• **Given records**

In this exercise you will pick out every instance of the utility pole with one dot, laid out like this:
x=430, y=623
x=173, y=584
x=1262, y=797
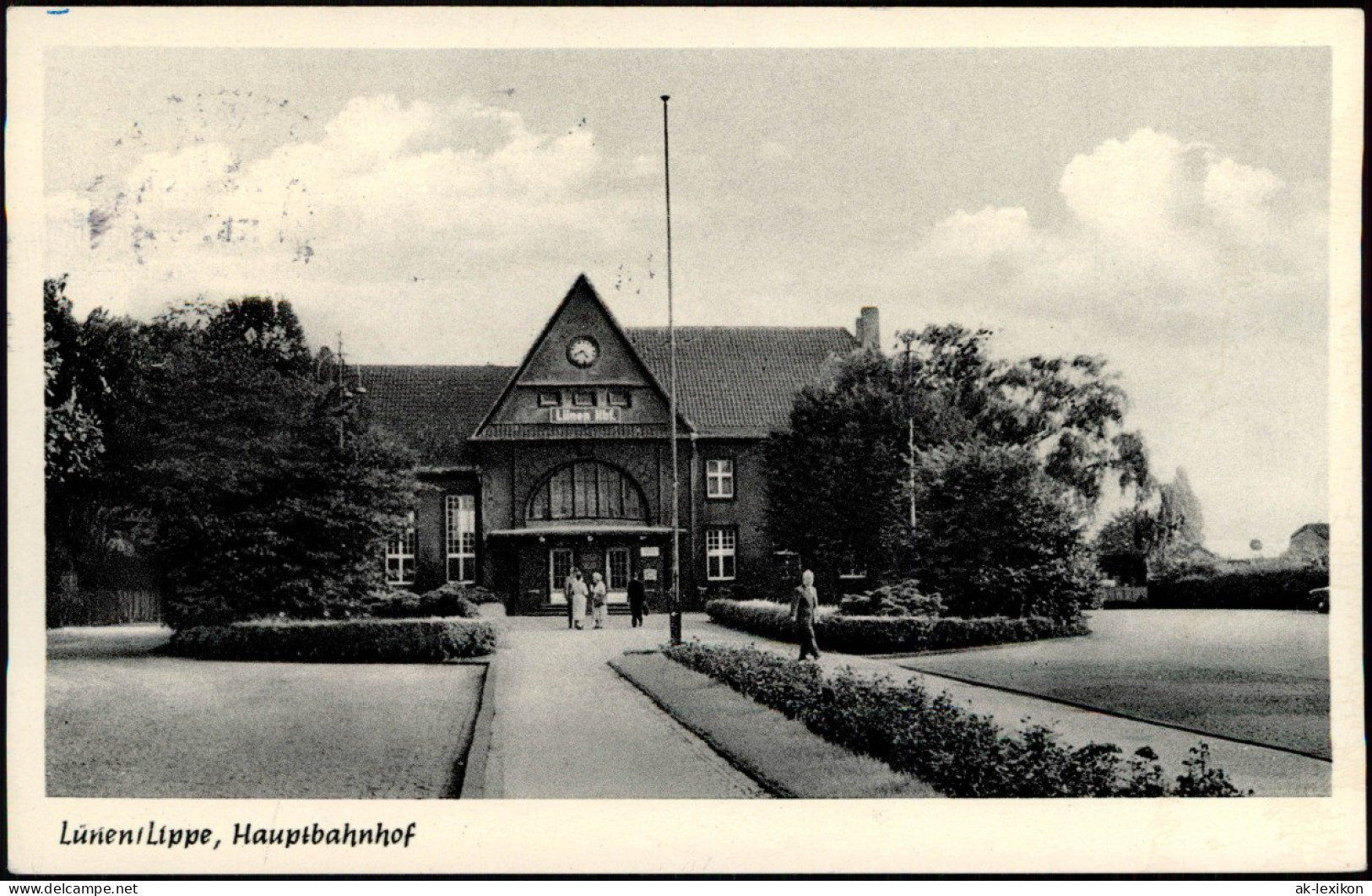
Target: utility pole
x=908, y=338
x=674, y=608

• **Job**
Copy every line of the rows above word for word, leaving out the pictures.

• **Result**
In this exercise you will pick out every instance of the utility pole with one dot, laid out like this:
x=430, y=623
x=173, y=584
x=1262, y=797
Target: utility pole
x=908, y=338
x=674, y=608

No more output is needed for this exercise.